"""
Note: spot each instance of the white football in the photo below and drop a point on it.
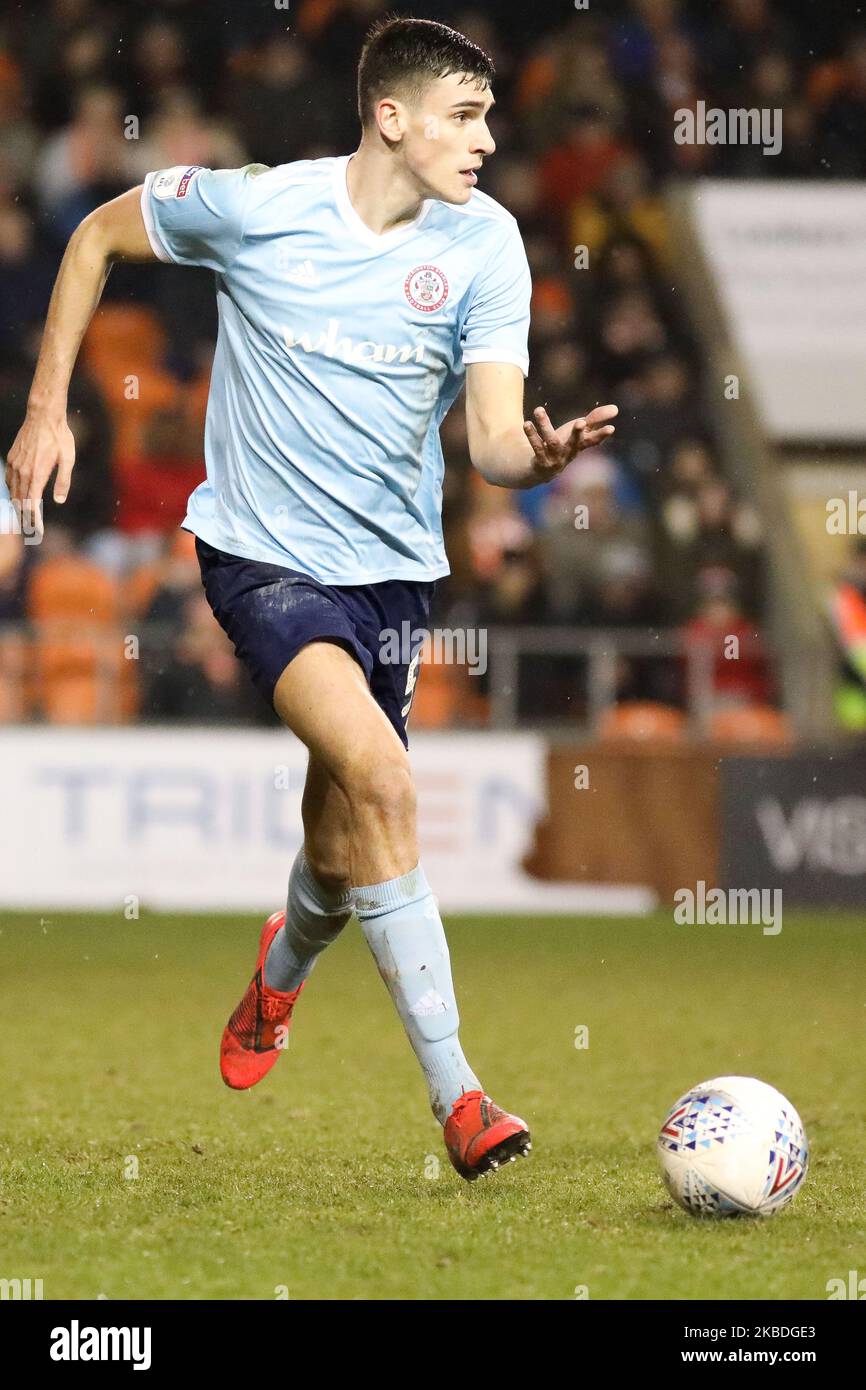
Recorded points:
(733, 1147)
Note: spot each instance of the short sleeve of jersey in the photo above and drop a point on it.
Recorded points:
(195, 216)
(496, 327)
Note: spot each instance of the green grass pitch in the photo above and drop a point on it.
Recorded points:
(330, 1179)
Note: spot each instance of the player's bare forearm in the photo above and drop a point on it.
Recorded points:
(45, 441)
(509, 462)
(512, 452)
(540, 452)
(77, 292)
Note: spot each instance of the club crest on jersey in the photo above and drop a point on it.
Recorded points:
(174, 182)
(426, 288)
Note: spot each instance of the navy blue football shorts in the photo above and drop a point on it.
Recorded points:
(271, 612)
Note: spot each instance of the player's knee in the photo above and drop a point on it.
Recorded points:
(385, 794)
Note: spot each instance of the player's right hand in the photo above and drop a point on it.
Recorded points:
(45, 442)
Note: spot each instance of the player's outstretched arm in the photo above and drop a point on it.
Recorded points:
(114, 231)
(513, 452)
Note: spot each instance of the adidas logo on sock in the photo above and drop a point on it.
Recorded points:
(430, 1002)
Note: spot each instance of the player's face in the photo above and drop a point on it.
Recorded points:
(448, 136)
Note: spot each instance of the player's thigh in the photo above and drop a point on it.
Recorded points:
(323, 697)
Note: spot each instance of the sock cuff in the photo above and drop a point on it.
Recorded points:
(324, 898)
(377, 898)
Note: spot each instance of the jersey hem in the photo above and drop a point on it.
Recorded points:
(344, 581)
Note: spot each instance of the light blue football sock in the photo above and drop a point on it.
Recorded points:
(403, 929)
(314, 919)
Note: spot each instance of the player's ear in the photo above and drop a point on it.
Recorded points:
(389, 116)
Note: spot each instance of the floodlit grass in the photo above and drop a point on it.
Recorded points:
(128, 1169)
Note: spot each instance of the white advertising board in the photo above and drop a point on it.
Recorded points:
(210, 820)
(790, 264)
"""
- What needs to be done
Copy every line in the entries above that has the string "sock" in it.

- Reply to the exercise
Note: spot each instance of the adidas logo on sock in the photo above and drop a point on it.
Note: spot each instance of the sock cuff in the photo above and drop a point on it.
Note: spot each instance of the light blue football sock in the photo above and drop a point on it.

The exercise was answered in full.